# Assembled My New Masterbuilt



## Rings Я Us (Nov 29, 2017)

I went and bought the Masterbuilt Bullet 1650 watt Smoker. 
Often these smokers sell for $69.00 or $59.00.. I saw some at the local HD and had to pull the trigger at a sale price if $29.00 . I bought a $7.00 2 year replacement warranty for the heck of it.
I got the bullet to replace the ECB for a while. I guess I wanted to try out an electric type smoker and get some experience messing with one like that. 
  Being an analog controlled device won't be so much set and forget. The low to high will be changing due to weather conditions and the size of or amount of food to smoke. 
 Wood chips or chunks will burn different in this smoker than the charcoal ECB.
This Masterbuilt is not a totally enclosed unit and has a small 1/2" or so gap all the way around it's heat shield under the double round heating elements that the charcoal pan sits just inside of..
The charcoal pan has 3 feet to elevate it off the elements and they keep it centered. 
A water pan rests about 3 inches above the chip pan and is about the same diameter as the water pan used in the ECB. This water pan is however not as deep as the ECB pan. About 2/3 of the water volume it will hold.

The entire Masterbuilt bullet smoker seems close to the old Brinkmann's dimensions, however, the body of the Masterbuilt is about 3 inches shorter. 
The steel thickness is a bit thinner than what the ECB is made of. It's not as heavy duty in the lid thickness either. Close in size of the lids though.

▶ _Exercise details_
Reproduce the passage of the smoker post above between "# Assembled My" and "food to smoke.", inclusive.

▶ _Stored data_

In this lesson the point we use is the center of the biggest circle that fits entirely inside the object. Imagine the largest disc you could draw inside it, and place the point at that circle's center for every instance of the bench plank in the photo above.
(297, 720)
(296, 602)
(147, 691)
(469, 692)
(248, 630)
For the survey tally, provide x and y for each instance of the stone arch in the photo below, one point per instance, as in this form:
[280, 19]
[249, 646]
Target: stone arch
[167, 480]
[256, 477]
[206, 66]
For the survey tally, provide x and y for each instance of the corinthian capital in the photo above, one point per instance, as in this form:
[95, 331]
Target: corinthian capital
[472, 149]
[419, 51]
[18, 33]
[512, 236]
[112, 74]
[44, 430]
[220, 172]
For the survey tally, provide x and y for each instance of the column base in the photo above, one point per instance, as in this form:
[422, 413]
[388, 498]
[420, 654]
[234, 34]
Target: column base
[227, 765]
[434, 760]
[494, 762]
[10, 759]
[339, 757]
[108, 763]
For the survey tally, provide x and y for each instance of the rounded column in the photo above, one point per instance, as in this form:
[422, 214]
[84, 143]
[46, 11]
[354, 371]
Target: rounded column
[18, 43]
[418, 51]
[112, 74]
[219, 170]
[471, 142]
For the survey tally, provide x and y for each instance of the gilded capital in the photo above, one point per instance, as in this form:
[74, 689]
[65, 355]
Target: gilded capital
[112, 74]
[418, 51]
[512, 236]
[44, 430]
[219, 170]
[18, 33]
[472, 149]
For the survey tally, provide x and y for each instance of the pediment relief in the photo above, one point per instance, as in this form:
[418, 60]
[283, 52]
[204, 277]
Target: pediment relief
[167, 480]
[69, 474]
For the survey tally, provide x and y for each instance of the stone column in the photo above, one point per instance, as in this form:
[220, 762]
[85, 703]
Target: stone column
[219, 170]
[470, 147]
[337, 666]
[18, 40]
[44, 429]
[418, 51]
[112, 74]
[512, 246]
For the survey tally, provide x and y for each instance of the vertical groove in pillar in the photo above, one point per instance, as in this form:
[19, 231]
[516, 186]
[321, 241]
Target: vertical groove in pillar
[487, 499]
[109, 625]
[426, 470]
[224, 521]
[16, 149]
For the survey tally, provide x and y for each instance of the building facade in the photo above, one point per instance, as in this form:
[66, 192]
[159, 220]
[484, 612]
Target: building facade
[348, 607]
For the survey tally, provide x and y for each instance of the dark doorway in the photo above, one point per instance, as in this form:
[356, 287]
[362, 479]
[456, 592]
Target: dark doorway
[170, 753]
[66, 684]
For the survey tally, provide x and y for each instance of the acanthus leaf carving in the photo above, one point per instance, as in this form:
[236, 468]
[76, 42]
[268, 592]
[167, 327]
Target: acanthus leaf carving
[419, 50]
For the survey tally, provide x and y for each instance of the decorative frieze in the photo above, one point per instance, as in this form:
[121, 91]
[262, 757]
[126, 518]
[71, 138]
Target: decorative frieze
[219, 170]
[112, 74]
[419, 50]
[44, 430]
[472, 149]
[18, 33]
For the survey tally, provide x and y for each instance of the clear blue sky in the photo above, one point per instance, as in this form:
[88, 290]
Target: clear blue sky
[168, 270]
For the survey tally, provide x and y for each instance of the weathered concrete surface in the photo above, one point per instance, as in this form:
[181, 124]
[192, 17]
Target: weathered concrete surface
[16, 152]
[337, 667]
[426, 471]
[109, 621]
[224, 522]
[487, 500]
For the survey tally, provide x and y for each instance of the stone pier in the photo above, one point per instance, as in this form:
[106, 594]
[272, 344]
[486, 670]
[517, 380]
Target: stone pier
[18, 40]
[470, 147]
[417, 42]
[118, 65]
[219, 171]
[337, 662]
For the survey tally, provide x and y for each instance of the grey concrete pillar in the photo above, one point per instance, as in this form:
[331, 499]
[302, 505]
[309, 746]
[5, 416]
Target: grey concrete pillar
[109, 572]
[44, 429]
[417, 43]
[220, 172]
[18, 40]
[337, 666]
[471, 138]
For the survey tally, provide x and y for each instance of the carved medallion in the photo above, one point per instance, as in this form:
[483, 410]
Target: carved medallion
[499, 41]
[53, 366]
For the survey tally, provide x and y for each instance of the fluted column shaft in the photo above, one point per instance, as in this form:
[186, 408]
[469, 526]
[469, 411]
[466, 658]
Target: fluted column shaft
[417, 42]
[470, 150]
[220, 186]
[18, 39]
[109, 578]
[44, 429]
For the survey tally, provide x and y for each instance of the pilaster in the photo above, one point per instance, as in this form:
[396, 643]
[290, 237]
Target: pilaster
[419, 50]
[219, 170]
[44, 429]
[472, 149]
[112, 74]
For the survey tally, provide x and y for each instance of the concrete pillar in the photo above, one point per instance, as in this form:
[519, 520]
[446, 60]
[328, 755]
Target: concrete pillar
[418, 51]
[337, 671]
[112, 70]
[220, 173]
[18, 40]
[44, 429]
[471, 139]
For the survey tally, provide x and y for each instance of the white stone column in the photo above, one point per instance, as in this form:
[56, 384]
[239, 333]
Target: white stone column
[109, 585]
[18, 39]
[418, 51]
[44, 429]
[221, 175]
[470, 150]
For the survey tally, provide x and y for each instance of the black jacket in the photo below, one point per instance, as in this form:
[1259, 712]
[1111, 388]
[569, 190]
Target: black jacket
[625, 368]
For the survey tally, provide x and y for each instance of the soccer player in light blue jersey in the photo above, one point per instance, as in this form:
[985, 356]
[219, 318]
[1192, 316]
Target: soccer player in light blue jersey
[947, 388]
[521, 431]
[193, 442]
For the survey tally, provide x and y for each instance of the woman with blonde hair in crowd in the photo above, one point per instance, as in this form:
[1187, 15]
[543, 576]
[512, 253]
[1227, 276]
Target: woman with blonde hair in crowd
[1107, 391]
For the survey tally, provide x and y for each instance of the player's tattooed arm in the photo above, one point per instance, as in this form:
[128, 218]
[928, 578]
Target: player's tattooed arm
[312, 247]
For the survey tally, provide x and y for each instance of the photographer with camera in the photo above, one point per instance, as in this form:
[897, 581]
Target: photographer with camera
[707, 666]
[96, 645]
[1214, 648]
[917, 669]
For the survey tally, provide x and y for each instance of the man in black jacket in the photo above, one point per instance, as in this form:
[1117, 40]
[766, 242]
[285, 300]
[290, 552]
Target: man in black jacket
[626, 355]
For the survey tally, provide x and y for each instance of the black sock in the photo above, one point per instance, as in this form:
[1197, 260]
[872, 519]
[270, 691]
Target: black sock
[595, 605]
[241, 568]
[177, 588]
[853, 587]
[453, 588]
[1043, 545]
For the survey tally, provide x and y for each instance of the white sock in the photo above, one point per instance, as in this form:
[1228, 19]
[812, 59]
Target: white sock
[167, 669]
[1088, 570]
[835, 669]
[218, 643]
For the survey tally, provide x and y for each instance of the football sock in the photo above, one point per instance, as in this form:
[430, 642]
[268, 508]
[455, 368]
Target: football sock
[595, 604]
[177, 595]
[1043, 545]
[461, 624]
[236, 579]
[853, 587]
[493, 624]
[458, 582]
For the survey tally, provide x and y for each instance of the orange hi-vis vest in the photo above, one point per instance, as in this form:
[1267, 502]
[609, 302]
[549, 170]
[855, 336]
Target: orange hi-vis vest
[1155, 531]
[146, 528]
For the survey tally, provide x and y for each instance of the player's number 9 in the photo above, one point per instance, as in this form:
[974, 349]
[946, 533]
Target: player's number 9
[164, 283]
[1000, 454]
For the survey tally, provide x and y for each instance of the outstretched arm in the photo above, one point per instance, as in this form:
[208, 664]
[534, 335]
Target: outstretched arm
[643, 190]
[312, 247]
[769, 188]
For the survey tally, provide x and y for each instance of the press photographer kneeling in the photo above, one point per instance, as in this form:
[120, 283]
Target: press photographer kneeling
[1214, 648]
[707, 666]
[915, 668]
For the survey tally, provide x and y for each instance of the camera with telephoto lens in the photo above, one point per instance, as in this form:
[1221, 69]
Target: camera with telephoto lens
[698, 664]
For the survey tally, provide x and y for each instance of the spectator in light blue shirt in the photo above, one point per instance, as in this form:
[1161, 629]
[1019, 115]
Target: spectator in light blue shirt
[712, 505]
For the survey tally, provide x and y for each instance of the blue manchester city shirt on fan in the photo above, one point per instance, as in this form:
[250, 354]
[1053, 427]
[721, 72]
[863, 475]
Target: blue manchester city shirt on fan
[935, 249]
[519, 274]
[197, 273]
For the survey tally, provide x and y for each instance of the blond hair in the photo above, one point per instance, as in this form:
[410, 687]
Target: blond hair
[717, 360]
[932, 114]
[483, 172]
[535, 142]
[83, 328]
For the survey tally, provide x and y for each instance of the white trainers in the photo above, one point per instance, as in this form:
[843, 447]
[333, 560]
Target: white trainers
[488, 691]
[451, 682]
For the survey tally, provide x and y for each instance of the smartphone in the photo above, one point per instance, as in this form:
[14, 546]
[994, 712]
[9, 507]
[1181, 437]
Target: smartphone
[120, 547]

▶ _Response to the exercise_
# Assembled My New Masterbuilt



## Rings Я Us (Nov 29, 2017)

I went and bought the Masterbuilt Bullet 1650 watt Smoker. 
Often these smokers sell for $69.00 or $59.00.. I saw some at the local HD and had to pull the trigger at a sale price if $29.00 . I bought a $7.00 2 year replacement warranty for the heck of it.
I got the bullet to replace the ECB for a while. I guess I wanted to try out an electric type smoker and get some experience messing with one like that. 
  Being an analog controlled device won't be so much set and forget. The low to high will be changing due to weather conditions and the size of or amount of food to smoke.